Work to do:
Begin at the line that has "Target: brown twig" and stop after the last of the rows. Write those lines out again, requests included, and shift every coordinate in the answers by adding 53 to each number.

Stored rows:
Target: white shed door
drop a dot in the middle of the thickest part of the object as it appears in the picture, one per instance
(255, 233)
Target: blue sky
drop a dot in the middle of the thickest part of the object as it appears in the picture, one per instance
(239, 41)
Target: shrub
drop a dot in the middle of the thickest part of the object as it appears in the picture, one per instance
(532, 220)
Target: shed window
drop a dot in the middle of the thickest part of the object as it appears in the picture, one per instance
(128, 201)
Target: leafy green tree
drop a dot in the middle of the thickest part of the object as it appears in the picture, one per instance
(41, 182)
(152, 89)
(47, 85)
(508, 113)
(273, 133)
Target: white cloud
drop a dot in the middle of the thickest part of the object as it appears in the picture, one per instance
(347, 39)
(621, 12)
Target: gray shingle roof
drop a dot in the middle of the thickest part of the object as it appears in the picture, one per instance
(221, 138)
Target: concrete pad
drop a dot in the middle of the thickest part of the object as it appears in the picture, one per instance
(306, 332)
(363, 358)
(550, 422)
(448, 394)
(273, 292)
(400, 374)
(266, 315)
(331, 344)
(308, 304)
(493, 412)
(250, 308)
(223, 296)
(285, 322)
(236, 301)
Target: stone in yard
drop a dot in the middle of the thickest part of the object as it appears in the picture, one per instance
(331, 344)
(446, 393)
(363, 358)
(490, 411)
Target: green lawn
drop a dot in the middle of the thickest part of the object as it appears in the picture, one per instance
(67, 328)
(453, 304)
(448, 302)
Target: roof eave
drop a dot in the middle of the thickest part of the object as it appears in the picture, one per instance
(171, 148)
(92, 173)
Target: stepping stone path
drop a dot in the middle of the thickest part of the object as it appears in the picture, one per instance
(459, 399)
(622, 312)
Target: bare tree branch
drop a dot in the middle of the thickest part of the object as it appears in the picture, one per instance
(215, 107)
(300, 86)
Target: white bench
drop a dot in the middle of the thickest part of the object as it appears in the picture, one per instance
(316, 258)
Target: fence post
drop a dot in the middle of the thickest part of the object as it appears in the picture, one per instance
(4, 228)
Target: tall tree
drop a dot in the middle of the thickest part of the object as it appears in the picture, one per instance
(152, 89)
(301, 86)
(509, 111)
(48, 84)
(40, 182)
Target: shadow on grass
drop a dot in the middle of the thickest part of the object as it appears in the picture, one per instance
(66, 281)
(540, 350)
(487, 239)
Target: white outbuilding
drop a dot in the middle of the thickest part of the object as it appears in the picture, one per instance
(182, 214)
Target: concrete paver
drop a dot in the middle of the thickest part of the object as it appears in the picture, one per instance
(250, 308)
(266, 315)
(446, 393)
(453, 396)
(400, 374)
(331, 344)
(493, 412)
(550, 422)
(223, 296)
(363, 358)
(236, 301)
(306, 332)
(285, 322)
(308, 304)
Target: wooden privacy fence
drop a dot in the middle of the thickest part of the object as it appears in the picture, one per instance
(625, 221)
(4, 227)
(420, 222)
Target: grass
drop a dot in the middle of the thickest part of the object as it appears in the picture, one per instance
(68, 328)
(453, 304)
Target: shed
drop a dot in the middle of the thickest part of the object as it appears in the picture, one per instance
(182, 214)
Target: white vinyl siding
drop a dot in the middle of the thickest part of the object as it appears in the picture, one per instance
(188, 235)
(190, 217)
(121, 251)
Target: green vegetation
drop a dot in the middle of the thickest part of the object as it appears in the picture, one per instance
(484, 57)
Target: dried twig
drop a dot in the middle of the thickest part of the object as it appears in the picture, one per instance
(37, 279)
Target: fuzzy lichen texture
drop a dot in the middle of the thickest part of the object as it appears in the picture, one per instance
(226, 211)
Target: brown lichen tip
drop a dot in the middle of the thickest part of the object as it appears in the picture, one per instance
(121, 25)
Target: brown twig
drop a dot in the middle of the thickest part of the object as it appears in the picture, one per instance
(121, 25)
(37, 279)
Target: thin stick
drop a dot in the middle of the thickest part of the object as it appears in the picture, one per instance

Correct response:
Target: brown twig
drop a dot in the middle of the thickest part of the object as it appears in the picture, one per instance
(174, 78)
(90, 332)
Target: thin stick
drop a dot in the middle of the thickest part of the object as it appears in the picture, one per instance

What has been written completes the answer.